Dataset items

* * *

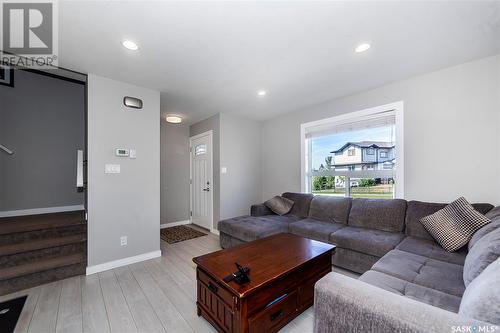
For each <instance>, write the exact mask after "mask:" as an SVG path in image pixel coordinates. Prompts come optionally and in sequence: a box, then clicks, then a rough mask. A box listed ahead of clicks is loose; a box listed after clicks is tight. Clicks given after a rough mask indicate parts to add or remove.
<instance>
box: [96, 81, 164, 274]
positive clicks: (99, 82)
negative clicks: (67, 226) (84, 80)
mask: <svg viewBox="0 0 500 333" xmlns="http://www.w3.org/2000/svg"><path fill="white" fill-rule="evenodd" d="M124 96H133V97H137V98H140V99H142V100H143V103H144V107H143V109H142V110H136V109H131V108H127V107H125V106H124V105H123V97H124ZM115 148H135V149H137V159H129V158H119V157H116V156H115V155H114V149H115ZM88 163H89V164H88V177H89V179H88V182H89V183H88V214H89V215H88V235H89V239H88V250H89V251H88V265H89V266H94V265H98V264H102V263H107V262H110V261H114V260H118V259H123V258H128V257H132V256H136V255H141V254H146V253H152V252H154V251H159V250H160V235H159V225H160V94H159V92H157V91H153V90H150V89H145V88H141V87H137V86H133V85H130V84H125V83H121V82H118V81H114V80H111V79H106V78H103V77H99V76H96V75H92V74H91V75H89V83H88ZM107 163H112V164H120V165H121V173H120V174H105V173H104V165H105V164H107ZM121 236H128V245H127V246H120V237H121Z"/></svg>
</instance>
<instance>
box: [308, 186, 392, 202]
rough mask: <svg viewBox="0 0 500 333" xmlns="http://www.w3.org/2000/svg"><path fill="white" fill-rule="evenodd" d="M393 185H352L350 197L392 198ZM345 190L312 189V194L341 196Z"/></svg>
mask: <svg viewBox="0 0 500 333" xmlns="http://www.w3.org/2000/svg"><path fill="white" fill-rule="evenodd" d="M392 188H393V185H389V184H383V185H375V186H368V187H353V188H351V197H353V198H373V199H392V195H393V194H392ZM344 193H345V190H344V189H343V188H336V189H330V190H320V191H313V194H314V195H328V196H338V197H343V196H344Z"/></svg>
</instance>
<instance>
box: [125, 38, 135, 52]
mask: <svg viewBox="0 0 500 333" xmlns="http://www.w3.org/2000/svg"><path fill="white" fill-rule="evenodd" d="M122 45H123V46H124V47H125V48H127V49H129V50H132V51H136V50H137V49H139V46H137V44H136V43H134V42H132V41H131V40H128V39H127V40H124V41H123V42H122Z"/></svg>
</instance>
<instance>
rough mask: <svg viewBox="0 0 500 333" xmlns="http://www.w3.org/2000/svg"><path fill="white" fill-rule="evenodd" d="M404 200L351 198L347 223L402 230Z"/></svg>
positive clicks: (378, 228)
mask: <svg viewBox="0 0 500 333" xmlns="http://www.w3.org/2000/svg"><path fill="white" fill-rule="evenodd" d="M405 213H406V200H402V199H390V200H386V199H353V200H352V207H351V212H350V213H349V222H348V224H349V225H350V226H352V227H361V228H369V229H377V230H382V231H389V232H402V231H403V229H404V221H405Z"/></svg>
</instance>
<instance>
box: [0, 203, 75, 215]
mask: <svg viewBox="0 0 500 333" xmlns="http://www.w3.org/2000/svg"><path fill="white" fill-rule="evenodd" d="M83 209H84V207H83V205H75V206H61V207H47V208H33V209H20V210H8V211H4V212H0V217H12V216H24V215H37V214H50V213H62V212H72V211H75V210H83Z"/></svg>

* * *

A word-for-word copy of every entry, with the pictures left out, is the required answer.

**Answer to this exercise:**
For each <instance>, write the exact mask after "mask:" as an SVG path in image pixel coordinates. Prompts come optionally and in sequence: a box, then clicks, then a rough mask. A box listed ahead of clicks is loose; a box listed after clicks is tight. Clicks given after a rough mask indicate parts to add or remove.
<instance>
box: [96, 81, 164, 274]
positive clicks: (99, 82)
negative clicks: (67, 226) (84, 80)
mask: <svg viewBox="0 0 500 333" xmlns="http://www.w3.org/2000/svg"><path fill="white" fill-rule="evenodd" d="M124 96H133V97H137V98H140V99H142V100H143V103H144V107H143V109H142V110H136V109H131V108H127V107H125V106H124V105H123V97H124ZM115 148H135V149H137V159H129V158H119V157H116V156H115V155H114V149H115ZM88 163H89V164H88V177H89V179H88V182H89V183H88V214H89V215H88V235H89V239H88V250H89V251H88V265H89V266H94V265H98V264H102V263H107V262H110V261H114V260H118V259H123V258H128V257H132V256H136V255H141V254H146V253H152V252H154V251H159V250H160V235H159V225H160V94H159V92H157V91H153V90H150V89H145V88H141V87H137V86H133V85H130V84H125V83H121V82H118V81H114V80H111V79H106V78H103V77H99V76H96V75H92V74H91V75H89V83H88ZM107 163H112V164H120V165H121V173H120V174H105V173H104V165H105V164H107ZM121 236H128V245H127V246H120V237H121Z"/></svg>
</instance>
<instance>
box: [308, 186, 392, 202]
rough mask: <svg viewBox="0 0 500 333" xmlns="http://www.w3.org/2000/svg"><path fill="white" fill-rule="evenodd" d="M393 185H352L350 197L392 198ZM345 190L312 189V194L341 196Z"/></svg>
mask: <svg viewBox="0 0 500 333" xmlns="http://www.w3.org/2000/svg"><path fill="white" fill-rule="evenodd" d="M392 188H393V185H389V184H383V185H375V186H368V187H353V188H351V197H353V198H373V199H392V195H393V194H392ZM344 193H345V190H344V189H343V188H336V189H330V190H320V191H313V194H314V195H328V196H338V197H343V196H344Z"/></svg>
</instance>
<instance>
box: [125, 38, 135, 52]
mask: <svg viewBox="0 0 500 333" xmlns="http://www.w3.org/2000/svg"><path fill="white" fill-rule="evenodd" d="M122 45H123V46H124V47H125V48H127V49H129V50H132V51H136V50H137V49H139V46H137V44H136V43H134V42H132V41H131V40H128V39H127V40H124V41H123V42H122Z"/></svg>
</instance>
<instance>
rough mask: <svg viewBox="0 0 500 333" xmlns="http://www.w3.org/2000/svg"><path fill="white" fill-rule="evenodd" d="M404 200L351 198L347 223L402 230Z"/></svg>
positive clicks: (378, 228)
mask: <svg viewBox="0 0 500 333" xmlns="http://www.w3.org/2000/svg"><path fill="white" fill-rule="evenodd" d="M405 213H406V200H402V199H390V200H386V199H353V200H352V207H351V212H350V213H349V222H348V224H349V225H350V226H352V227H361V228H369V229H377V230H382V231H389V232H402V231H403V229H404V221H405Z"/></svg>
</instance>
<instance>
box: [0, 203, 75, 215]
mask: <svg viewBox="0 0 500 333" xmlns="http://www.w3.org/2000/svg"><path fill="white" fill-rule="evenodd" d="M83 209H84V207H83V205H75V206H61V207H47V208H33V209H20V210H8V211H4V212H0V217H12V216H24V215H37V214H50V213H62V212H72V211H75V210H83Z"/></svg>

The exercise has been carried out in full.